Dual-pathway framework overcomes the naturalness-intelligibility trade-off in reconstructing authentic speech from brain signals

ON2026-01-14TAG: ShanghaiTech UniversityCATEGORY: School of Biomedical Engineering

Recently, the research group led by Assistant Professor Li Yuanning from the School of Biomedical Engineering (BME) at ShanghaiTech University proposed an efficient acoustic-linguistic dual-pathway framework that achieves reconstruction of sentence-level speech with both naturalness and intelligibility, using only about 20 minutes of high-density electrocorticography (ECoG, a technique that directly records electrical signals from the brain’s cortical surface) data per participant. Their results were published in eLife.

============================================================

◆ Parts of the exercise ◆
1. Translate this sentence from the speech-reconstruction news item into Spanish: "Their results were published in eLife."
2. Please print everything in the speech-reconstruction news item from "Recently, the research" down to "published in eLife.".
3. For each statement, say yes or no according to the speech-reconstruction news item, and quote the words that decide it. (a) The framework needed about 20 minutes of ECoG data per participant. (b) The research group is led by a full professor. (c) The results were published in Nature.
The rows have nothing to do with the speech-reconstruction news item.

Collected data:
============================================================

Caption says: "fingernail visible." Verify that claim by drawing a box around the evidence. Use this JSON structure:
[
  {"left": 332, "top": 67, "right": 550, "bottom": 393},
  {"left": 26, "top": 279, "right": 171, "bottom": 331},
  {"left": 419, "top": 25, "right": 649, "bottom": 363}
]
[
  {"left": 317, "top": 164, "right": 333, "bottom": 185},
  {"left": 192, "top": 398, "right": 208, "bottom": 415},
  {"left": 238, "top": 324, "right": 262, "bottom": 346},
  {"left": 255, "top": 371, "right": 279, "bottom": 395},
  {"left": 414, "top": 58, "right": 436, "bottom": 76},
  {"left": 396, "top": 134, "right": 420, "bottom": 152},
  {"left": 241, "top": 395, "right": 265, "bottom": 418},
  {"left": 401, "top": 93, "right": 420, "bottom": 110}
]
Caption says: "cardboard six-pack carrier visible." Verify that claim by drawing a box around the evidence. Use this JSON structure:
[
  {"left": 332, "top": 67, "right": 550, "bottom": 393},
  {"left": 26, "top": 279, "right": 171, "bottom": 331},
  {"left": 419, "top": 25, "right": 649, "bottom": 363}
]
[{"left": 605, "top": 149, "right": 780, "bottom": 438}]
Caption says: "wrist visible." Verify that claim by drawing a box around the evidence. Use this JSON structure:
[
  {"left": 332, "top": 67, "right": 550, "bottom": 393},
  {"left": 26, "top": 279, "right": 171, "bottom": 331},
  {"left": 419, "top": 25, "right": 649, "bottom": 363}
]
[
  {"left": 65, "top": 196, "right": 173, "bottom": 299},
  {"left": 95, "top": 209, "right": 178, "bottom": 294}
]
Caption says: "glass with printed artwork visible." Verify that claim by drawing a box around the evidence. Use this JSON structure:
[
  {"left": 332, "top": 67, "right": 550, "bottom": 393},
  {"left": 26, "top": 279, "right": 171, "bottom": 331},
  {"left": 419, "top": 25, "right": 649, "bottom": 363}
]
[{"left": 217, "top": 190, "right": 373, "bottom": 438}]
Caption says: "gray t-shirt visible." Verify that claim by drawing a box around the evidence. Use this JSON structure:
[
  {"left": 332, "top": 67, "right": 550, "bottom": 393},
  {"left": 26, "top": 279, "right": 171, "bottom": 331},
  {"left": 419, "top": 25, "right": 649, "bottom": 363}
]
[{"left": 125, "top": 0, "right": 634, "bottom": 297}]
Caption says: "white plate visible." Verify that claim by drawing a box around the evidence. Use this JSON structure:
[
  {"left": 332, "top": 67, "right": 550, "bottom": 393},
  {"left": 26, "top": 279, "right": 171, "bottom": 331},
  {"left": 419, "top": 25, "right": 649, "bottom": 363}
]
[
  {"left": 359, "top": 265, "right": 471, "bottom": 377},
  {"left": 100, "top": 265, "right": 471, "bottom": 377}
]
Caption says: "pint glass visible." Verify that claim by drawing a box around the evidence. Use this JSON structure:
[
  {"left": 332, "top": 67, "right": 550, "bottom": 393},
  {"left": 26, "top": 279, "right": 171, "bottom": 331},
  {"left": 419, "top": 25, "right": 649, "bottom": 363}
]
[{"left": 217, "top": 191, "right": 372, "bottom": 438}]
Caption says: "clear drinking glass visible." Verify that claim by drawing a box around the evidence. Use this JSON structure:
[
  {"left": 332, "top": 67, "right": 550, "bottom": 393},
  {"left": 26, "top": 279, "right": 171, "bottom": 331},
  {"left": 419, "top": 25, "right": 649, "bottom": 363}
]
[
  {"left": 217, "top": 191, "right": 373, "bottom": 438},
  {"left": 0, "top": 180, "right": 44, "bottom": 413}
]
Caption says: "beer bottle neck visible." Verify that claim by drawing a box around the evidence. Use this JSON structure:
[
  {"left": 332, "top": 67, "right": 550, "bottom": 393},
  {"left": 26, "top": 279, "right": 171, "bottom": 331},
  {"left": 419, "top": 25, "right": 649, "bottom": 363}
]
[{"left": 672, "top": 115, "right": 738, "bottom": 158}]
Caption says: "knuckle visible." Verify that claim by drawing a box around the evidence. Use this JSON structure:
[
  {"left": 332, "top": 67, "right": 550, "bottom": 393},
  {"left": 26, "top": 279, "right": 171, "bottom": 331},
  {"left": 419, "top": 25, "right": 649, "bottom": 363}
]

============================================================

◆ Answers by item ◆
1. Sus resultados se publicaron en eLife.

2.
Recently, the research group led by Assistant Professor Li Yuanning from the School of Biomedical Engineering (BME) at ShanghaiTech University proposed an efficient acoustic-linguistic dual-pathway framework that achieves reconstruction of sentence-level speech with both naturalness and intelligibility, using only about 20 minutes of high-density electrocorticography (ECoG, a technique that directly records electrical signals from the brain’s cortical surface) data per participant. Their results were published in eLife.

3.
(a) Yes: "using only about 20 minutes of high-density electrocorticography"
(b) No: "led by Assistant Professor Li Yuanning"
(c) No: "Their results were published in eLife."